-- start --
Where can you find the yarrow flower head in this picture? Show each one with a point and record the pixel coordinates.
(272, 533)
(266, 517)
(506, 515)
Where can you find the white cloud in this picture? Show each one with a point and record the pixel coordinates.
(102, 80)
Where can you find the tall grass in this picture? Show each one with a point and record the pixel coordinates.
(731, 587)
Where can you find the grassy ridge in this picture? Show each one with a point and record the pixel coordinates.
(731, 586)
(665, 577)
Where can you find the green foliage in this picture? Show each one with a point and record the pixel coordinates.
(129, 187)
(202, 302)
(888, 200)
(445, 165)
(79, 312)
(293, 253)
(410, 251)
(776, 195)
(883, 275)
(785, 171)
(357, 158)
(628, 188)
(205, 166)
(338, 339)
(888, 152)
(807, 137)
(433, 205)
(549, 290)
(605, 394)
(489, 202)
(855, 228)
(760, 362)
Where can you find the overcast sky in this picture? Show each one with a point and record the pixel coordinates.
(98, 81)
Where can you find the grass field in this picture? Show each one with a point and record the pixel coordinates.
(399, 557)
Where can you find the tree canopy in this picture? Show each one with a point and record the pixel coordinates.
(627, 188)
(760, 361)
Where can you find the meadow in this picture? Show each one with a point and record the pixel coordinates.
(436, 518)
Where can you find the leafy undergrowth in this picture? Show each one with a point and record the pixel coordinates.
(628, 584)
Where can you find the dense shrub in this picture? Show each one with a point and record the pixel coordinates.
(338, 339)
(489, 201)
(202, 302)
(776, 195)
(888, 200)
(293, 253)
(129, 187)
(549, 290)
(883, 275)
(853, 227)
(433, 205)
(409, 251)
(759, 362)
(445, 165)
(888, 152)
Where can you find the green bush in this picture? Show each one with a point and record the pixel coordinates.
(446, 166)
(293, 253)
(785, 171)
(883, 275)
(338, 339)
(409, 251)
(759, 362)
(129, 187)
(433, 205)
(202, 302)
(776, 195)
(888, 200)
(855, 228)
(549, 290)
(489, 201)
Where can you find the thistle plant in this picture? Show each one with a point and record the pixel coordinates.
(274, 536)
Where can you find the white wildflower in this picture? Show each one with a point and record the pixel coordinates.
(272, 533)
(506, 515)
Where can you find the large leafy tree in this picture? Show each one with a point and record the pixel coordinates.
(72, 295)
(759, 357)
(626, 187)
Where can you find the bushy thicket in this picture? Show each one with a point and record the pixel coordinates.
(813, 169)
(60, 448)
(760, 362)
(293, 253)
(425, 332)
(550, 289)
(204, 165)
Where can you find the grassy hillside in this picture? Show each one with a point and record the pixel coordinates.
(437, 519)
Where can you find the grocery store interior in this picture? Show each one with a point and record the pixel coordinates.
-- end --
**THE REQUEST**
Copy the records from the line containing "Where can you find the thistle" through the end of the records, replacing "thicket" with "hedge" and keeping everything else the same.

**WRITTEN ANSWER**
Where can you find the thistle plant in this picture? Show each one with a point and record the pixel coordinates.
(274, 536)
Where can you find the white wildflower in this picture? Show each one with a point and record the pixel coordinates.
(272, 533)
(506, 515)
Where can you find the large leafy tree in this picture? Show each one with a point and record the pixel coordinates.
(72, 295)
(759, 357)
(626, 187)
Where can you find the bushy hedge in this picture? Show each one with a point and record the pixel coordinates.
(813, 169)
(60, 448)
(760, 362)
(293, 253)
(425, 332)
(550, 289)
(204, 165)
Where can you find the grassy hillside in this picture? Show each one with a point and record the pixel coordinates.
(437, 519)
Where can you find the grocery store interior in this picture? Show each one with a point and record the pixel coordinates.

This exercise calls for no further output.